• [Source passage]:
◇ ◇ ◇ ◇ ◇ ◇ ◇

CS 300/1310 Spring 2021 Final Quiz
Welcome to our final quiz! We’re hoping this quiz provides you with an opportunity to review your knowledge and what you've learned in CS 300 so far. Our questions are designed to check your conceptual understanding, rather than asking you to memorize details.
Please make sure you read the rules below before you get started.
Rules
The quiz is open book, open notes, open computer. This means you can use the following resources:
- You may access a browser and a PDF reader.
- You may access your own notes and your assignment code electronically.
- You may access an internet site on which your own notes and assignment code are stored.
- You may access this year’s course website and notes on it.
- You may access pages directly linked from the course site, including our lecture materials and links therein.
- You may run a C/C++ compiler, including an assembler and linker, or a calculator.
- You may access manual pages.
- You may access Piazza.
- You may access Google or Wikipedia or other online resources.
- You absolutely may not contact other humans via chat, phone calls, or anything like it.
- You cannot ask quiz questions on online platforms like Stackoverflow, etc.
- You may not access solutions from any previous exam, by paper or computer, including exams from other courses.
Completing Your Quiz
You will complete the final quiz using the same Git repository you already used for the midterm
quiz. Before beginning
the quiz, merge your local cs300-s21-quizzes
repository with our handout to get the
template for the final:
$ git pull git://github.com/csci0300/cs300-s21-quizzes.git masterYou will enter your answers in the
final/final.md
file. Do not place your name in this
file. (We will grade your quiz anonymously.)
When you have completed the quiz, edit the file final/policy.txt
to sign your name. This
is your promise that you have obeyed the quiz rules in letter and spirit. (We won’t look at this file in
grading.)
Then commit your changes and push them to your repository on GitHub:
$ git commit -a -m "Final Quiz Completed" $ git pushIf you get an error message that you do not have access to push to
github.com/csci0300/cs300-s21-quizzes.git
, this means that you are trying to push to our
handout repository. Instead, push explicitly to your own repository:
$ git push https://github.com/csci0300/cs300-s21-quizzes-YOURGITHUBUSERNAME masterMake sure that you have entered your quiz repository URL on the grading server for the final.
Notes
Assume an x86-64 architecture and a Linux operating system unless noted otherwise in the question.
Virtual Memory (14 pts)
QUESTION 1A (5 pts).
CS300 student Bruno is working on WeensyOS, and observes that the project handout asks him to write code
in process_setup
to copy the kernel pagetable mappings into the pagetable of the newly
created process. Bruno believes that this is unnecessary, arguing that WeensyOS will be more secure if
user-space processes' page tables don't contain mappings for kernel memory. However, when he changes his
code accordingly, Bruno finds that his WeensyOS kernel crashes and QEMU keeps rebooting.

◇ ◇ ◇ ◇ ◇ ◇ ◇

• [Extracted material]:

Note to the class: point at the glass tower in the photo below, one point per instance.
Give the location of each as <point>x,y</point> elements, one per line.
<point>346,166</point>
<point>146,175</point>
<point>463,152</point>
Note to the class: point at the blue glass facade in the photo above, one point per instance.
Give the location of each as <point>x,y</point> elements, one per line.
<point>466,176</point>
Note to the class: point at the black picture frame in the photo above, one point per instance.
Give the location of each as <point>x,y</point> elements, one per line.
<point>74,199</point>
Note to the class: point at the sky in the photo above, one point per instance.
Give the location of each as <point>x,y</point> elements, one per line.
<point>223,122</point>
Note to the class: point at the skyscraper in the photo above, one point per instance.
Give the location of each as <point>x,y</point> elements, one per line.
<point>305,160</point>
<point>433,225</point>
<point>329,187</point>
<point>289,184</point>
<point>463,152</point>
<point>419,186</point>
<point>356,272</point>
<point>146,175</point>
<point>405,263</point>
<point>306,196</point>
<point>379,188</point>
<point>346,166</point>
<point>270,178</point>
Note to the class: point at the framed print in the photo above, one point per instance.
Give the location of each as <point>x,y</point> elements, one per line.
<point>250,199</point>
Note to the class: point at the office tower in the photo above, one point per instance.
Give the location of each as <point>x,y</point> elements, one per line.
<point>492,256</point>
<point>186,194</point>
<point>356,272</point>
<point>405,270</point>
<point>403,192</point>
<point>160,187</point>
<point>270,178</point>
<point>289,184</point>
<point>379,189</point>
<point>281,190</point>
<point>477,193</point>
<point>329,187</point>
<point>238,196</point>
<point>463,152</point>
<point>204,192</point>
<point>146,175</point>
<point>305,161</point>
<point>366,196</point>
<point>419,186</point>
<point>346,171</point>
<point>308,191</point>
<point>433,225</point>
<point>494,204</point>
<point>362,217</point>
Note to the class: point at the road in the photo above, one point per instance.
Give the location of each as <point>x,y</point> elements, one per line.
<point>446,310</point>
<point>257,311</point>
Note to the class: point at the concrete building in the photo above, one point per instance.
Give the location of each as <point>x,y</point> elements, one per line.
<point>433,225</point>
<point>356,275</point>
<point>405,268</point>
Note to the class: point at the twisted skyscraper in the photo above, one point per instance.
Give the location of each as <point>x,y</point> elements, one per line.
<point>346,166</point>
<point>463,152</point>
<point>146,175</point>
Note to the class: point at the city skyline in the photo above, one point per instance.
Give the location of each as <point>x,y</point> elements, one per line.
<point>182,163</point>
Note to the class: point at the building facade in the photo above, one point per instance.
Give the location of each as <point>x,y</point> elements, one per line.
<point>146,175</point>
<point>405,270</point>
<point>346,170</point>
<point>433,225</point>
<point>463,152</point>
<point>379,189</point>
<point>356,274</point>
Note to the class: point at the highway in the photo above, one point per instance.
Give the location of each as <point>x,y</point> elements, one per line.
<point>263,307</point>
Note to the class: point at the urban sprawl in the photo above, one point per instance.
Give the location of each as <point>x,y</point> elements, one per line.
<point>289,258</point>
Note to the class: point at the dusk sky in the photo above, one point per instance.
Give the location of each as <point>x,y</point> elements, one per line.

◇ ◇ ◇ ◇ ◇ ◇ ◇

• [Goal]:
Copy out the part of the quiz page word for word, starting with "- You may access this" and going on through "from other courses.". The material above comes from a different source than the quiz page.

• [Full response]:
- You may access this year’s course website and notes on it.
- You may access pages directly linked from the course site, including our lecture materials and links therein.
- You may run a C/C++ compiler, including an assembler and linker, or a calculator.
- You may access manual pages.
- You may access Piazza.
- You may access Google or Wikipedia or other online resources.
- You absolutely may not contact other humans via chat, phone calls, or anything like it.
- You cannot ask quiz questions on online platforms like Stackoverflow, etc.
- You may not access solutions from any previous exam, by paper or computer, including exams from other courses.